Una ricerca che, ben oltre i risvegli antelucani infantili, ha accompagnato Jorge per tutta la vita, anche se San Borondon, fedele alla sua natura, continuava a muoversi e a trasformarsi, senza perdere il proprio potere di fascinazione, riconfigurandosi in tanti oggetti diversi: le forme del discorso storico, il senso della moda e del costume, le arti figurative e gli stili, il costume, le dinamiche della persuasione e della seduzione, il segreto e la trasparenza, la menzogna, le strategie di costruzione del destinatario, per tornare quindi alle isole e all’immaginario insulare. Temi che Jorge affrontava intrecciando la prospettiva semiotica, soprattutto l’amato Lotman, con quelle sociologiche (Baudrillard, Maffesoli, Abruzzese), filosofiche (Simmel, Virilio), storiografiche (Koselleck).
============
Consegne ::
(1) Nel brano su Jorge, quale autore della prospettiva semiotica viene indicato come amato da Jorge?
(2) Riscrivi il brano su Jorge da "Una ricerca che, ben" a "Virilio), storiografiche (Koselleck).", sostituendo "San Borondon" con "l'isola".
(3) Indica se ciascuna affermazione concorda con il brano su Jorge, rispondendo sì o no e citando le parole decisive del testo.
(a) San Borondon smette di muoversi e di trasformarsi.
(b) Virilio è citato tra le prospettive filosofiche.
(c) Koselleck è indicato come riferimento sociologico.

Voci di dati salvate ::
============
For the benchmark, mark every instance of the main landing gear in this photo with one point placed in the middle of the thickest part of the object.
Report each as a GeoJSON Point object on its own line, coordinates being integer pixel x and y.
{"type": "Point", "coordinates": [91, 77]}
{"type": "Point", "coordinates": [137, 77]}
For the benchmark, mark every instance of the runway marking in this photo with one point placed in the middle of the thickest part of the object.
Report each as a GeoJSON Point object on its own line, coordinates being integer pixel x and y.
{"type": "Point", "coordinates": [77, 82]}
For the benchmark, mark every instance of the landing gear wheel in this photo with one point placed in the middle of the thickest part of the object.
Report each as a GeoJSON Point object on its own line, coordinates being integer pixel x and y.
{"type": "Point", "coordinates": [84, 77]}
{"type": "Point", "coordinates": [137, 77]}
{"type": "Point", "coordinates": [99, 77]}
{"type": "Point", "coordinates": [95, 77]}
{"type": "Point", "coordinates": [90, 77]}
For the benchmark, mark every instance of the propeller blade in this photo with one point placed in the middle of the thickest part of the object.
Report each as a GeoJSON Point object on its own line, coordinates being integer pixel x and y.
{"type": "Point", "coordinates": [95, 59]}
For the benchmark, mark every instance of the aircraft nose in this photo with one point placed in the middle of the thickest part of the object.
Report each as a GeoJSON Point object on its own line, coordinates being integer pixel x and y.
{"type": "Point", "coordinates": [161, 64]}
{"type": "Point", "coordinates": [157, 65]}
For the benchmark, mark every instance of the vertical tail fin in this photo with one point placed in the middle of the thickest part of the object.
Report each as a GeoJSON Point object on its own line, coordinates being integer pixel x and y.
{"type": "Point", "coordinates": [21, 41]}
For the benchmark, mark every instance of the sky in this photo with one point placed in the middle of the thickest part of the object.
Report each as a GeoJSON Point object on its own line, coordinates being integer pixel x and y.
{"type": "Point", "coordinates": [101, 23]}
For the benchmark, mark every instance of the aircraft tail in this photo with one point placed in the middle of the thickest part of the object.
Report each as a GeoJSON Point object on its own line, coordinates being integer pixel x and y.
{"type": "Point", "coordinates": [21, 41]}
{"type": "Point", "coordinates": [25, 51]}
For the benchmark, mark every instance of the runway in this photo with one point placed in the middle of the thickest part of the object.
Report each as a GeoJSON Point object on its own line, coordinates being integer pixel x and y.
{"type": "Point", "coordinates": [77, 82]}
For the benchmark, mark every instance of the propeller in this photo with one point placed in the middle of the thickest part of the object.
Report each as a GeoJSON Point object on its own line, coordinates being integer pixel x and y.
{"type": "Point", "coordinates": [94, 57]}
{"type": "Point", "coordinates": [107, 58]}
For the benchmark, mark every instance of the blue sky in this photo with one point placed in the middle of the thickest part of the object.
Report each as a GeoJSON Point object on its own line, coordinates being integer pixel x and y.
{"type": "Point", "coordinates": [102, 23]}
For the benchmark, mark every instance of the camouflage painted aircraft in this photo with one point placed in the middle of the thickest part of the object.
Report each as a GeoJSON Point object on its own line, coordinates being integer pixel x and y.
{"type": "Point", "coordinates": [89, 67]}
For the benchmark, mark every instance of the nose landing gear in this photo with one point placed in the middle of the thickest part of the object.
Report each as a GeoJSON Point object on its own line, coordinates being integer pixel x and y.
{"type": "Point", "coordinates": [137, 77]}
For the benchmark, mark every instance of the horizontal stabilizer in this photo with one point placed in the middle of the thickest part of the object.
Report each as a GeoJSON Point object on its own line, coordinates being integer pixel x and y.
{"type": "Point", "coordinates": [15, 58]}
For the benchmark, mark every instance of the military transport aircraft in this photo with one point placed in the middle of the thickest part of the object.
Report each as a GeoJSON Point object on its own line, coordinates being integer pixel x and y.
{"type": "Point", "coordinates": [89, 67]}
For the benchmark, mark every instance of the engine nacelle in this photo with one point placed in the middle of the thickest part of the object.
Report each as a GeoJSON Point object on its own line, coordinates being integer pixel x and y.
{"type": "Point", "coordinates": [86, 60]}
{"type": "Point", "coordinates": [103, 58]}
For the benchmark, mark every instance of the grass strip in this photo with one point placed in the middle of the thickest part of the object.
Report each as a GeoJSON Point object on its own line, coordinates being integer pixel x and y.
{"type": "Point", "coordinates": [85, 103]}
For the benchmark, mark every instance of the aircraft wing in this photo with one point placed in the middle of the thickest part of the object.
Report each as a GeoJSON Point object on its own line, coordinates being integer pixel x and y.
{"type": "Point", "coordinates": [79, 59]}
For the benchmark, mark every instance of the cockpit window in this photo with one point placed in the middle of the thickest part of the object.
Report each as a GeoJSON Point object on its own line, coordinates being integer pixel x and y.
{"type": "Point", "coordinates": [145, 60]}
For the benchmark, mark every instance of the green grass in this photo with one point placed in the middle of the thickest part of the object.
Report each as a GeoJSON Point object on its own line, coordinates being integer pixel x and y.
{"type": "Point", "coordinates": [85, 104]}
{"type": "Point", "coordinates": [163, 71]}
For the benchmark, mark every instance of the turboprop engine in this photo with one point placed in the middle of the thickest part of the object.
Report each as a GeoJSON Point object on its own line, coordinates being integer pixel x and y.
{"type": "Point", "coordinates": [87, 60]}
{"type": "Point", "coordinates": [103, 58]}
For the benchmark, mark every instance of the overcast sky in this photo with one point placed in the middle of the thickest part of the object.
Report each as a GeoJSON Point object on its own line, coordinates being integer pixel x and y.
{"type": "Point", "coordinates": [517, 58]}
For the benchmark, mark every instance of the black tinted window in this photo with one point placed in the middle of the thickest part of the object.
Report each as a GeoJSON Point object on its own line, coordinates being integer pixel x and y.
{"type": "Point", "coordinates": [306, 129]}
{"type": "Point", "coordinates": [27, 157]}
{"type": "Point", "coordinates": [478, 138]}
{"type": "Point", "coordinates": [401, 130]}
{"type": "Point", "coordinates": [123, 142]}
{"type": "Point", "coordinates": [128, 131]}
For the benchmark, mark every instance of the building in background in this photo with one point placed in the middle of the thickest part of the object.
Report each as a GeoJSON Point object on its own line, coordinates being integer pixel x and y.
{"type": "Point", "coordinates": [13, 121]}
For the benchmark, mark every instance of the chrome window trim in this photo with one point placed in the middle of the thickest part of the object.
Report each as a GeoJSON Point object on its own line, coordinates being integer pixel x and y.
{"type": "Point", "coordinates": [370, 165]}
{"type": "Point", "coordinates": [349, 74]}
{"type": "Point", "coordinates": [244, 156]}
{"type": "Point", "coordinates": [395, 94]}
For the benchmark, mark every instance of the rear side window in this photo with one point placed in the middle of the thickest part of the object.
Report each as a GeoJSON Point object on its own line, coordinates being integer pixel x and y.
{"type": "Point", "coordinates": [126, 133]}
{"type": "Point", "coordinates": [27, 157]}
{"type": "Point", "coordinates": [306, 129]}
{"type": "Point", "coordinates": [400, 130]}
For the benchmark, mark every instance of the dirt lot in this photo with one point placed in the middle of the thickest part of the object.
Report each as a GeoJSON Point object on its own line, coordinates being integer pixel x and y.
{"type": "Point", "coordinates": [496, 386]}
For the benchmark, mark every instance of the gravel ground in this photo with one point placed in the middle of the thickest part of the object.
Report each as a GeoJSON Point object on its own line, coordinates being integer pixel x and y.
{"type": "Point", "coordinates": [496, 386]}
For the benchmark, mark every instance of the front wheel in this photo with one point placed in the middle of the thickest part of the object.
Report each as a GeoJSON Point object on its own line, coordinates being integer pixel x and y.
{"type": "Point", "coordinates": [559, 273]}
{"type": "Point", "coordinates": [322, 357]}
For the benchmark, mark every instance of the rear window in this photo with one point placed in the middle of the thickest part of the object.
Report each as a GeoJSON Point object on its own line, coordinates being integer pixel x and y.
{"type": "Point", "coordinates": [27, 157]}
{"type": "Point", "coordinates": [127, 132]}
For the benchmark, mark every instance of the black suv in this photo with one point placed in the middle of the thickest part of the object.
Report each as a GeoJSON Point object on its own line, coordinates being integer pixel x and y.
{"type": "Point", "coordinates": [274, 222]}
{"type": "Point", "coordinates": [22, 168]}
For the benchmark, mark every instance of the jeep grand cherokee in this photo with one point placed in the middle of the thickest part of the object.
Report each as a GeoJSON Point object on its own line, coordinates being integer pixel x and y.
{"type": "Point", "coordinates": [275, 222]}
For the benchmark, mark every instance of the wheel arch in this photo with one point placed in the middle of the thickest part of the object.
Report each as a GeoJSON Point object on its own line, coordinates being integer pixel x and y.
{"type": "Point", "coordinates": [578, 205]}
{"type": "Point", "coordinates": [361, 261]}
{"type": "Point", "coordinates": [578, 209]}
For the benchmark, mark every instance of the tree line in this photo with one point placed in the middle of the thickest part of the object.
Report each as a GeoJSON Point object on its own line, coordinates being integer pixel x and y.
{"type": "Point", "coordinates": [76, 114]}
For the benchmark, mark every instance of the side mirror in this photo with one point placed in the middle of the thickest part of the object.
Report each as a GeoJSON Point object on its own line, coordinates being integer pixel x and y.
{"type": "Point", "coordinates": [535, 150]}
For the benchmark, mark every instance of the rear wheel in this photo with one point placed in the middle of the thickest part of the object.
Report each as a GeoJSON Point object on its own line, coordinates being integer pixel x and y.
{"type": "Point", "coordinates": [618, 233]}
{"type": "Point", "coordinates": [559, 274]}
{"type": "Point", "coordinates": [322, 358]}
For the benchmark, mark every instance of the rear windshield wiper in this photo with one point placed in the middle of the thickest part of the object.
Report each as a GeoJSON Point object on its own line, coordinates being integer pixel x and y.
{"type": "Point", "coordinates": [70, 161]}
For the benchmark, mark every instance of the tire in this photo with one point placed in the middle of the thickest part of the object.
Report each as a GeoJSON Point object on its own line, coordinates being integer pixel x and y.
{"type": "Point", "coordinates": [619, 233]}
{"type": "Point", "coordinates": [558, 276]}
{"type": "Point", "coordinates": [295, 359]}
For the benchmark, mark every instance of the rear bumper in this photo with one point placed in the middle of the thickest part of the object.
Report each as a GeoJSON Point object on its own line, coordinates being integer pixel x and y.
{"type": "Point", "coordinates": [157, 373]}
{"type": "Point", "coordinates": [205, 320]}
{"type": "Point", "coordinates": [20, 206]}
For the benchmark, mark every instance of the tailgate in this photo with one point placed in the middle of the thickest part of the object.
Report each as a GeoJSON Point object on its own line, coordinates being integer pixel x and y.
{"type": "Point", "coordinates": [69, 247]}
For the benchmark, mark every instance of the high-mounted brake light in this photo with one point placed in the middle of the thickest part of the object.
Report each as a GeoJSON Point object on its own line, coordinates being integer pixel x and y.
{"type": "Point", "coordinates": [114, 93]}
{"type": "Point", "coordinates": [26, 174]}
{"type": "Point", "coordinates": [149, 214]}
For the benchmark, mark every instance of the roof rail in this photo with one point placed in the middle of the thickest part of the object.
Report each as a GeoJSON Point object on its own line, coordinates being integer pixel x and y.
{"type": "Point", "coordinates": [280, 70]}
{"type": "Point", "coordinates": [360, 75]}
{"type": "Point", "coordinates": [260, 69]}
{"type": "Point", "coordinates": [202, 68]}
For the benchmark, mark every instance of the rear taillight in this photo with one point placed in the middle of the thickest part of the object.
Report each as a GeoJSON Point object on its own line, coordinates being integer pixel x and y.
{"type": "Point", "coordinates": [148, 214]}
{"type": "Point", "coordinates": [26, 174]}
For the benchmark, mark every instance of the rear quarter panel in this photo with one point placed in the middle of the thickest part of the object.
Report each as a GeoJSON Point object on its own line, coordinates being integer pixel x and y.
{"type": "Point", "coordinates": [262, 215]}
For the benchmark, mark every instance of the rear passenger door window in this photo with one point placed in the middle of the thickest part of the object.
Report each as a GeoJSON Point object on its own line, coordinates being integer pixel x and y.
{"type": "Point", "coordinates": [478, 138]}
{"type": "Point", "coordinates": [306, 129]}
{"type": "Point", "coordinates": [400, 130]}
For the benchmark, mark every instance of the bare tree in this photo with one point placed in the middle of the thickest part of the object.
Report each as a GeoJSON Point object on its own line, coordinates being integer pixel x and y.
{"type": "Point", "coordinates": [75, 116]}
============
Soluzioni delle consegne ::
(1) Lotman.

(2)
Una ricerca che, ben oltre i risvegli antelucani infantili, ha accompagnato Jorge per tutta la vita, anche se l'isola, fedele alla sua natura, continuava a muoversi e a trasformarsi, senza perdere il proprio potere di fascinazione, riconfigurandosi in tanti oggetti diversi: le forme del discorso storico, il senso della moda e del costume, le arti figurative e gli stili, il costume, le dinamiche della persuasione e della seduzione, il segreto e la trasparenza, la menzogna, le strategie di costruzione del destinatario, per tornare quindi alle isole e all’immaginario insulare. Temi che Jorge affrontava intrecciando la prospettiva semiotica, soprattutto l’amato Lotman, con quelle sociologiche (Baudrillard, Maffesoli, Abruzzese), filosofiche (Simmel, Virilio), storiografiche (Koselleck).

(3)
(a) No: "continuava a muoversi e a trasformarsi".
(b) Sì: "filosofiche (Simmel, Virilio)".
(c) No: "storiografiche (Koselleck)".